SOURCE PASSAGE:
____

Temporary or general release can be a sensitive matter. The thrust of modern mental illness treatment is such that care in the community is the preferred option. The Health Service Executive is doing tremendous work in this field with outreach programmes, accommodation and follow-up work by community psychiatric nurses. Again, however, resources can be a problem. Many people released from mental health facilities become homeless owing to the nature of their illness. On occasion, they can be accommodated by voluntary housing agencies, which are capable of providing housing but incapable of providing the back-up services currently provided by the Health Service Executive and associated agencies dealing with mental illness. The same is true of people released into private accommodation. Is it the case that release should be considered only where there is a responsible receiving agency such as the health board that can guarantee the Minister or an independent group that it has an outpatient resource service to provide the necessary back-up for the patient? Many patients feel that they no longer need to take medicine after release, so without the proper back-up there is a danger that their situations could deteriorate. That is a catastrophe not only for the patient but also for the confidence of the public, which must be maintained since its co-operation will always be needed in facilitating the return and integration of former patients into the community.

The section of the Bill dealing with financial or staffing implications clearly demonstrates the attitude of the Minister and the Government. It is not anticipated that the proposals in the Bill will have significant financial or staffing implications. In such circumstances, it should be clearly understood that the Bill is purely legalistic and will do nothing to improve general mental health services. Some of the Bill's provisions will take further from the general budget provided for mental health if the Department of Health and Children is to build and run regional secure units. According to the first Inspector of Mental Health Services, forensic mental health services nationally are seriously underdeveloped. Services remain inadequate at both hospital and community level. She goes on to say the following:

The Central Mental Hospital (CMH), a facility providing medium and high security beds, is the only designated forensic unit available nationally but has long been recognised as providing accommodation that is of a totally unacceptable standard.

____

WORK REQUEST A: According to the mental health passage, what three kinds of work is the Health Service Executive doing in the field of care in the community?
WORK REQUEST B:
Do these statements agree with the mental health passage? Answer yes or no for each, and quote the words from the passage that decide it.
(i) The proposals in the Bill are expected to have significant financial or staffing implications.
(ii) The Central Mental Hospital is the only designated forensic unit available nationally.
(iii) Voluntary housing agencies can provide the same back-up services as the Health Service Executive.
The listing that follows has nothing to do with the mental health passage.

SUPPLIED MATERIAL:
____

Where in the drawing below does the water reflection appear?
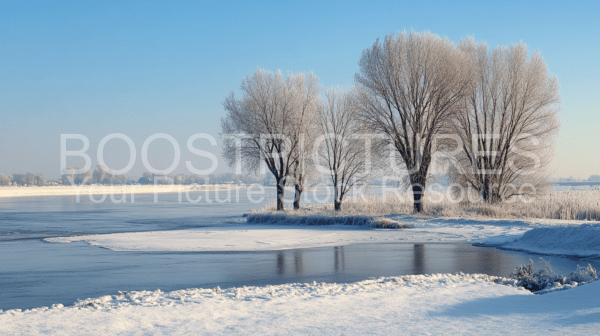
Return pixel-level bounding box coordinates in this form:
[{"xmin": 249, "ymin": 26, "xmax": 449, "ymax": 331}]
[
  {"xmin": 333, "ymin": 246, "xmax": 346, "ymax": 273},
  {"xmin": 0, "ymin": 241, "xmax": 600, "ymax": 310}
]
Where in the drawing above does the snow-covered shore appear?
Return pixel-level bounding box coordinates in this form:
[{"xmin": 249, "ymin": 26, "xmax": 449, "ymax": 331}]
[
  {"xmin": 499, "ymin": 224, "xmax": 600, "ymax": 257},
  {"xmin": 0, "ymin": 184, "xmax": 241, "ymax": 198},
  {"xmin": 45, "ymin": 215, "xmax": 600, "ymax": 256},
  {"xmin": 46, "ymin": 215, "xmax": 532, "ymax": 252},
  {"xmin": 0, "ymin": 274, "xmax": 600, "ymax": 335}
]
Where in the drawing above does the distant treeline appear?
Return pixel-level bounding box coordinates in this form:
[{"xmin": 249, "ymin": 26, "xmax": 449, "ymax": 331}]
[
  {"xmin": 0, "ymin": 173, "xmax": 46, "ymax": 186},
  {"xmin": 137, "ymin": 172, "xmax": 270, "ymax": 184},
  {"xmin": 0, "ymin": 166, "xmax": 284, "ymax": 186},
  {"xmin": 61, "ymin": 166, "xmax": 270, "ymax": 185}
]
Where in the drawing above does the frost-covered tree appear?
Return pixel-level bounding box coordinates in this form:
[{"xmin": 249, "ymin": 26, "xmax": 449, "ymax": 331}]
[
  {"xmin": 0, "ymin": 173, "xmax": 11, "ymax": 186},
  {"xmin": 315, "ymin": 89, "xmax": 370, "ymax": 211},
  {"xmin": 289, "ymin": 73, "xmax": 321, "ymax": 209},
  {"xmin": 452, "ymin": 38, "xmax": 560, "ymax": 203},
  {"xmin": 356, "ymin": 32, "xmax": 469, "ymax": 212},
  {"xmin": 221, "ymin": 69, "xmax": 319, "ymax": 210}
]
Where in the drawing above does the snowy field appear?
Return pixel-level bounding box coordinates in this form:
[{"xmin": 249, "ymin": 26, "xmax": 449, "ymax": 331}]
[
  {"xmin": 0, "ymin": 184, "xmax": 241, "ymax": 199},
  {"xmin": 0, "ymin": 190, "xmax": 600, "ymax": 335},
  {"xmin": 45, "ymin": 215, "xmax": 600, "ymax": 257},
  {"xmin": 0, "ymin": 274, "xmax": 600, "ymax": 335}
]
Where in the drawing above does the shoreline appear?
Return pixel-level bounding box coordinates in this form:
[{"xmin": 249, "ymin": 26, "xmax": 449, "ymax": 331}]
[{"xmin": 0, "ymin": 184, "xmax": 251, "ymax": 199}]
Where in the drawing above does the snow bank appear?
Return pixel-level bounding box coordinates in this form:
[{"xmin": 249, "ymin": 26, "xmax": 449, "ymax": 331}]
[
  {"xmin": 45, "ymin": 216, "xmax": 531, "ymax": 252},
  {"xmin": 45, "ymin": 225, "xmax": 412, "ymax": 252},
  {"xmin": 0, "ymin": 184, "xmax": 237, "ymax": 198},
  {"xmin": 247, "ymin": 212, "xmax": 410, "ymax": 229},
  {"xmin": 0, "ymin": 274, "xmax": 600, "ymax": 335},
  {"xmin": 500, "ymin": 224, "xmax": 600, "ymax": 257}
]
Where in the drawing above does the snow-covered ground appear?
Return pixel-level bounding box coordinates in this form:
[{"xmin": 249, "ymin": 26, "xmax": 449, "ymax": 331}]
[
  {"xmin": 0, "ymin": 274, "xmax": 600, "ymax": 335},
  {"xmin": 46, "ymin": 215, "xmax": 600, "ymax": 255},
  {"xmin": 46, "ymin": 220, "xmax": 530, "ymax": 251},
  {"xmin": 0, "ymin": 184, "xmax": 236, "ymax": 199},
  {"xmin": 500, "ymin": 224, "xmax": 600, "ymax": 257},
  {"xmin": 11, "ymin": 205, "xmax": 600, "ymax": 335}
]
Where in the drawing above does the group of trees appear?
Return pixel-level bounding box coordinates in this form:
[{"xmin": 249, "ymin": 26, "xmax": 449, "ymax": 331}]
[
  {"xmin": 61, "ymin": 165, "xmax": 127, "ymax": 185},
  {"xmin": 138, "ymin": 172, "xmax": 262, "ymax": 184},
  {"xmin": 0, "ymin": 173, "xmax": 46, "ymax": 186},
  {"xmin": 222, "ymin": 32, "xmax": 560, "ymax": 212}
]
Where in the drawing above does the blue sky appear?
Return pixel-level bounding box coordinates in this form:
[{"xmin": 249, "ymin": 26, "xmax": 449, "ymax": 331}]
[{"xmin": 0, "ymin": 1, "xmax": 600, "ymax": 178}]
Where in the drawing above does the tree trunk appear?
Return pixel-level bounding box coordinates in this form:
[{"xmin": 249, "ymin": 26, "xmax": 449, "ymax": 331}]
[
  {"xmin": 277, "ymin": 177, "xmax": 285, "ymax": 211},
  {"xmin": 294, "ymin": 183, "xmax": 303, "ymax": 210},
  {"xmin": 410, "ymin": 172, "xmax": 425, "ymax": 213},
  {"xmin": 333, "ymin": 199, "xmax": 342, "ymax": 211}
]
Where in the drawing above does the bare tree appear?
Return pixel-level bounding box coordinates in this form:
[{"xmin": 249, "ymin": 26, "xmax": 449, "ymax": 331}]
[
  {"xmin": 356, "ymin": 32, "xmax": 469, "ymax": 212},
  {"xmin": 221, "ymin": 69, "xmax": 318, "ymax": 210},
  {"xmin": 453, "ymin": 38, "xmax": 560, "ymax": 203},
  {"xmin": 289, "ymin": 73, "xmax": 321, "ymax": 209},
  {"xmin": 315, "ymin": 89, "xmax": 370, "ymax": 211}
]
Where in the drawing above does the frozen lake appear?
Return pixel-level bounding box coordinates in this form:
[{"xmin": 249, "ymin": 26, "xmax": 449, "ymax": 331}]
[{"xmin": 0, "ymin": 191, "xmax": 599, "ymax": 310}]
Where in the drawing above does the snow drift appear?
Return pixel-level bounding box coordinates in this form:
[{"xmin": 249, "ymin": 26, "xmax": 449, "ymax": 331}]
[
  {"xmin": 246, "ymin": 212, "xmax": 409, "ymax": 229},
  {"xmin": 500, "ymin": 224, "xmax": 600, "ymax": 257}
]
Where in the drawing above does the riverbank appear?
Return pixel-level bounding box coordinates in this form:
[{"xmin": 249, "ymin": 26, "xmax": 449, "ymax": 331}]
[
  {"xmin": 0, "ymin": 274, "xmax": 600, "ymax": 335},
  {"xmin": 0, "ymin": 184, "xmax": 247, "ymax": 198}
]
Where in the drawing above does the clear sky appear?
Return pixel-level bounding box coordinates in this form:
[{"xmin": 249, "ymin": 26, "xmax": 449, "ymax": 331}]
[{"xmin": 0, "ymin": 0, "xmax": 600, "ymax": 178}]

____

RESULT A:
1. Outreach programmes
2. Accommodation
3. Follow-up work by community psychiatric nurses

RESULT B:
(i) No: "It is not anticipated that the proposals in the Bill will have significant financial or staffing implications."
(ii) Yes: "is the only designated forensic unit available nationally"
(iii) No: "capable of providing housing but incapable of providing the back-up services currently provided by the Health Service Executive"